> _Stated goal 1_
Quote the passage on London short term rental performance in full, word for word.

─── Text section ───

The capital’s short term rental sector is continuing to perform well after the sector recovers, according to performance data from a tracking study released by STR.

The data benchmarking experts conducted the study in partnership with the UK Short Term Accommodation Association, measuring the three main accommodation sectors simultaneously and comparing how London’s short term rentals, hotels and serviced apartments perform on three key measures.

According to the findings, for occupancy, short term rentals averaged 68.4% for July – an uplift of 8.6% on June and 36.0% up year-on-year (y-o-y). Occupancy for serviced apartments averaged 70.0% which is a 12.0% increase on June and a 125% y-o-y rise. Hotels averaged 48.9% – up 20.7% on June and a y-o-y rise of 139.7%.

Short term rentals led the way for Average Daily Rates (ADRs) at £147.40, up 15.9% on June and 34.8% y-o-y. Serviced apartments earned an average of £126.10, a rise of 6.1% on June but down 3.2% y-o-y. Hotels averaged an ADR of £105.60 which was still a monthly increase of 6.2% and a y-o-y uplift of 26.0%.

For Revenue per Available Room (RevPAR) short term rentals were ahead again averaging £100.80 in July – a monthly rise of 25.8% and an 83.3% y-o-y increase. Serviced apartments averaged £88.30 which was a rise of 18.6% on June and a y-o-y uplift of 118.3%. Hotels averaged £51.70 up 28.4% on June and a y-o-y increase of 202.0%.

─── Data for processing ───

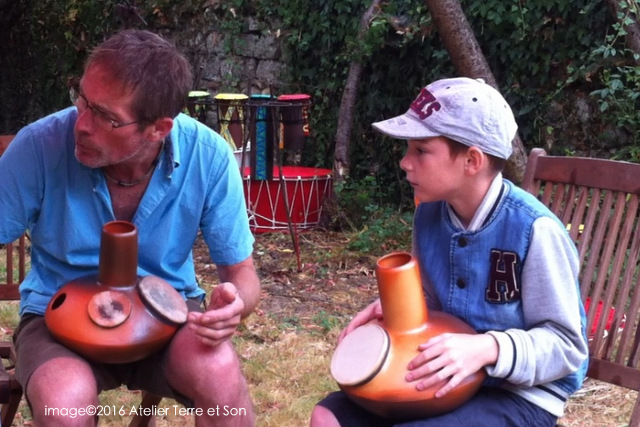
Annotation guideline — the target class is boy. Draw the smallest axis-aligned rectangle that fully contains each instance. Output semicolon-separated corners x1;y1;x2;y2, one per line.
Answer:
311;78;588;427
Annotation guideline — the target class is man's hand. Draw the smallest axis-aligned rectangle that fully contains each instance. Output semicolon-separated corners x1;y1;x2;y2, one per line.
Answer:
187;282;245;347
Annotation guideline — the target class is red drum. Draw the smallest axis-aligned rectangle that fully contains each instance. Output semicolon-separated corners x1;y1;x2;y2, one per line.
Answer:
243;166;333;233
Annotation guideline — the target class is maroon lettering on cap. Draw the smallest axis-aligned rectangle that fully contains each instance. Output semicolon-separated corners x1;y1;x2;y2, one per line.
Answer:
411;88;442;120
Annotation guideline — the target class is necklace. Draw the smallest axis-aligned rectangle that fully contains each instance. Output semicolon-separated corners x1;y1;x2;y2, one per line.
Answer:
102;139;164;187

───

> _Stated goal 2_
Print the listing from its first line up to and including the line with "187;282;245;347", omitting the pictures.

> _Written answer 1_
The capital’s short term rental sector is continuing to perform well after the sector recovers, according to performance data from a tracking study released by STR.

The data benchmarking experts conducted the study in partnership with the UK Short Term Accommodation Association, measuring the three main accommodation sectors simultaneously and comparing how London’s short term rentals, hotels and serviced apartments perform on three key measures.

According to the findings, for occupancy, short term rentals averaged 68.4% for July – an uplift of 8.6% on June and 36.0% up year-on-year (y-o-y). Occupancy for serviced apartments averaged 70.0% which is a 12.0% increase on June and a 125% y-o-y rise. Hotels averaged 48.9% – up 20.7% on June and a y-o-y rise of 139.7%.

Short term rentals led the way for Average Daily Rates (ADRs) at £147.40, up 15.9% on June and 34.8% y-o-y. Serviced apartments earned an average of £126.10, a rise of 6.1% on June but down 3.2% y-o-y. Hotels averaged an ADR of £105.60 which was still a monthly increase of 6.2% and a y-o-y uplift of 26.0%.

For Revenue per Available Room (RevPAR) short term rentals were ahead again averaging £100.80 in July – a monthly rise of 25.8% and an 83.3% y-o-y increase. Serviced apartments averaged £88.30 which was a rise of 18.6% on June and a y-o-y uplift of 118.3%. Hotels averaged £51.70 up 28.4% on June and a y-o-y increase of 202.0%.

> _Written answer 2_
Annotation guideline — the target class is boy. Draw the smallest axis-aligned rectangle that fully contains each instance. Output semicolon-separated corners x1;y1;x2;y2, one per line.
Answer:
311;78;588;427
Annotation guideline — the target class is man's hand. Draw the smallest axis-aligned rectangle that fully contains each instance. Output semicolon-separated corners x1;y1;x2;y2, one per line.
Answer:
187;282;245;347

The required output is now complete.